/---

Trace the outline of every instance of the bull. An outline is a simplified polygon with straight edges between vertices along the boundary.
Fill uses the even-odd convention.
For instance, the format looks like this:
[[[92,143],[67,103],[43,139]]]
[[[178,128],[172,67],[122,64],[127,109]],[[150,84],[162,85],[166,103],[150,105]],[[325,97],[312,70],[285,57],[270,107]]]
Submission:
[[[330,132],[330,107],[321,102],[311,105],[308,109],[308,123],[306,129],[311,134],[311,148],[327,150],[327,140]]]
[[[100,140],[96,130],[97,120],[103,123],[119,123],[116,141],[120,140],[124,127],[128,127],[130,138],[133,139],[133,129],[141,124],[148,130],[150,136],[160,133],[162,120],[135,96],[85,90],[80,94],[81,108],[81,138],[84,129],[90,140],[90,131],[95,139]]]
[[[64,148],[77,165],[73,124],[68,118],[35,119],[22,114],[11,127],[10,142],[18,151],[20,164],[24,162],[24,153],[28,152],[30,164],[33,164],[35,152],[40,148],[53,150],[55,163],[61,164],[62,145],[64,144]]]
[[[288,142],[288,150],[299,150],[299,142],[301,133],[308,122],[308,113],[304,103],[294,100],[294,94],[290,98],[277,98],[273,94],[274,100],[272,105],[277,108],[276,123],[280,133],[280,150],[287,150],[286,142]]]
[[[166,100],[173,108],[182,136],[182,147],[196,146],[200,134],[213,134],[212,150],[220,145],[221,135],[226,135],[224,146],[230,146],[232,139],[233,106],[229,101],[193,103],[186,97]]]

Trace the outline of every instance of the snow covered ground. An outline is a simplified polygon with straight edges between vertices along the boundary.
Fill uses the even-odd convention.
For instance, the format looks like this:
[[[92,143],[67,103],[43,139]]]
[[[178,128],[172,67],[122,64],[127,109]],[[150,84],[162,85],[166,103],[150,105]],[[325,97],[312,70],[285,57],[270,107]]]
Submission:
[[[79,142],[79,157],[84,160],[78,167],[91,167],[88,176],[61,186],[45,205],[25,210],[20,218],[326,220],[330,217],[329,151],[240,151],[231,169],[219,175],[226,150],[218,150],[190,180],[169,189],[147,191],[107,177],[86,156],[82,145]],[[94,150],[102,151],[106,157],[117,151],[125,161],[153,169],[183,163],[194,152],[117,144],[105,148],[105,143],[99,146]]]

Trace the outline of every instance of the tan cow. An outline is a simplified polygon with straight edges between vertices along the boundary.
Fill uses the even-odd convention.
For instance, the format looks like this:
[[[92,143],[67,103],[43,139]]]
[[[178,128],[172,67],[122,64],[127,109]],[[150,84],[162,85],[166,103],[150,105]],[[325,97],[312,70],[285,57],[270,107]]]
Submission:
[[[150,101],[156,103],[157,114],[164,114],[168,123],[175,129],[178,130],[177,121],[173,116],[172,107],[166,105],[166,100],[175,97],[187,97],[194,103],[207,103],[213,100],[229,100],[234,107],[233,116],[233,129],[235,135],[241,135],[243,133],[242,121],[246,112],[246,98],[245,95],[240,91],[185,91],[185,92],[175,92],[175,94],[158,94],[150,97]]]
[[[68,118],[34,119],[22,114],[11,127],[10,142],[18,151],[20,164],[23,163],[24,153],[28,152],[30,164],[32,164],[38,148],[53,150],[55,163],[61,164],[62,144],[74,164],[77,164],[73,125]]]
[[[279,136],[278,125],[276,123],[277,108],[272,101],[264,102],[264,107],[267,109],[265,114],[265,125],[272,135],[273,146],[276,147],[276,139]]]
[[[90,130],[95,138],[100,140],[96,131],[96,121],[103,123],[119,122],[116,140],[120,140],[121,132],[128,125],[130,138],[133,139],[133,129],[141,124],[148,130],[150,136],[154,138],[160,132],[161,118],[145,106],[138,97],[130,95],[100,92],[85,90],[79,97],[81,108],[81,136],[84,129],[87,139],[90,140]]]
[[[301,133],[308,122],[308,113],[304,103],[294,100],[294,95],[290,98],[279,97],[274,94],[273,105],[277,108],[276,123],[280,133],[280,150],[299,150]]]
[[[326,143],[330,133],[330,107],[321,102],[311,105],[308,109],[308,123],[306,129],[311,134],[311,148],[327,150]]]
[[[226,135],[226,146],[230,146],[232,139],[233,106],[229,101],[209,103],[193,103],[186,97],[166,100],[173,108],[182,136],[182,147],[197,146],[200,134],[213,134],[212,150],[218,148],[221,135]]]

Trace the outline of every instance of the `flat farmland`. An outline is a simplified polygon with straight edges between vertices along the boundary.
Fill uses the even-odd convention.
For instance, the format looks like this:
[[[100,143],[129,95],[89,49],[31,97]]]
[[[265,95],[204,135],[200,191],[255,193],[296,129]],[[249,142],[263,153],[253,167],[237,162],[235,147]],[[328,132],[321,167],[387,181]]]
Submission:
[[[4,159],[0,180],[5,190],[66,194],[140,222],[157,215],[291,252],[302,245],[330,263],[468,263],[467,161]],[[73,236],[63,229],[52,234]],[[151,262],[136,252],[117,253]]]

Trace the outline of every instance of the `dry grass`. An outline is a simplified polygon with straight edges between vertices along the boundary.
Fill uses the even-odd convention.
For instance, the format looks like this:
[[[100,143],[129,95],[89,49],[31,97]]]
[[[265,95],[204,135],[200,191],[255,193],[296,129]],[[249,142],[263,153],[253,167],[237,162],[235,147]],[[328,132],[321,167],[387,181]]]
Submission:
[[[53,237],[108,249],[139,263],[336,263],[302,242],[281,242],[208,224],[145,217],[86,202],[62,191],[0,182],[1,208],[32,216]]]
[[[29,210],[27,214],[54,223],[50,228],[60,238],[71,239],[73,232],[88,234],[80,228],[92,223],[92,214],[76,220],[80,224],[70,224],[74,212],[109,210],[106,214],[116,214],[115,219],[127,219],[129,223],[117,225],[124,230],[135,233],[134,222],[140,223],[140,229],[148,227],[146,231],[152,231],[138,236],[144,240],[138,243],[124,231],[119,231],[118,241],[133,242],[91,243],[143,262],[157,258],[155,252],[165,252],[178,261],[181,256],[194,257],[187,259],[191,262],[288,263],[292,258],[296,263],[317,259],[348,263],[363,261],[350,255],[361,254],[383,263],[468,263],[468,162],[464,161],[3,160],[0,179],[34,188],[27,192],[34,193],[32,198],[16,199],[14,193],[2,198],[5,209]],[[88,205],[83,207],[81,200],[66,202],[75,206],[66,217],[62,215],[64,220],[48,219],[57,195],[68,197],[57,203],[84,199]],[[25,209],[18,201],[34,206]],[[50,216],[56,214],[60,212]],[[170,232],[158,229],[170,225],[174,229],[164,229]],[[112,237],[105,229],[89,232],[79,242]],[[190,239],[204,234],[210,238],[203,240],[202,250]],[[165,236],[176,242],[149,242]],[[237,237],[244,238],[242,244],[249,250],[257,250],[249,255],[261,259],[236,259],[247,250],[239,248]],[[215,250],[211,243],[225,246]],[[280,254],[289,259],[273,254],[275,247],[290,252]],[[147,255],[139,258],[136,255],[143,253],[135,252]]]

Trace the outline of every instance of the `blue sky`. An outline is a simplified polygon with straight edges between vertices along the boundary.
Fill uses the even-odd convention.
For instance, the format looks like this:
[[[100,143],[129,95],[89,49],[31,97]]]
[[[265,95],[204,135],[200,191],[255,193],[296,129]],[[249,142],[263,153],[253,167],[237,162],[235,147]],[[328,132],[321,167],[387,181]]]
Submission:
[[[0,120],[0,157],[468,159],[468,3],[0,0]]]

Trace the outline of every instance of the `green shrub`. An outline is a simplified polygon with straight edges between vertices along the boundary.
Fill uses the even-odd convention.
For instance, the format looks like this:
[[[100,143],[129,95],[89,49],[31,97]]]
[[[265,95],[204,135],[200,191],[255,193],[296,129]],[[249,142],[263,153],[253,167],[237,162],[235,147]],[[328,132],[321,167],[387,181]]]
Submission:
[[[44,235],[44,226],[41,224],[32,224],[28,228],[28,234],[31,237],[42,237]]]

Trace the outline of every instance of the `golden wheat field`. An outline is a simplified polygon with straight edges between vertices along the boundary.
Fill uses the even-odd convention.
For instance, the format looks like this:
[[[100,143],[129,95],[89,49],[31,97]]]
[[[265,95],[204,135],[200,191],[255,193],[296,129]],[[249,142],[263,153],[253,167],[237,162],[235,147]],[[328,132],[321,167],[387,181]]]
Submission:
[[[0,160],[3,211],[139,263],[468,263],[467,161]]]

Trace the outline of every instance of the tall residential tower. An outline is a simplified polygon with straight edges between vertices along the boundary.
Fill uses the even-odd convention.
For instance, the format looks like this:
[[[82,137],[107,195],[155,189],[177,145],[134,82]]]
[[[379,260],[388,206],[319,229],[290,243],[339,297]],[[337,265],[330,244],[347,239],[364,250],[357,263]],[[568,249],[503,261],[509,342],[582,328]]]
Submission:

\---

### EXERCISE TASK:
Return the rows above verbatim, starting at the line that contains "Trace the outline of every instance of the tall" and ending at the line that contains "[[[82,137],[107,195],[155,189],[177,145],[134,82]]]", with both of those lines included.

### RESULT:
Trace the outline of every instance of the tall residential tower. An outline is a simplified polygon with straight edges between vertices along the boundary.
Fill uses the even-odd convention.
For instance, the format looks like this:
[[[82,137],[107,195],[155,189],[177,145],[134,82]]]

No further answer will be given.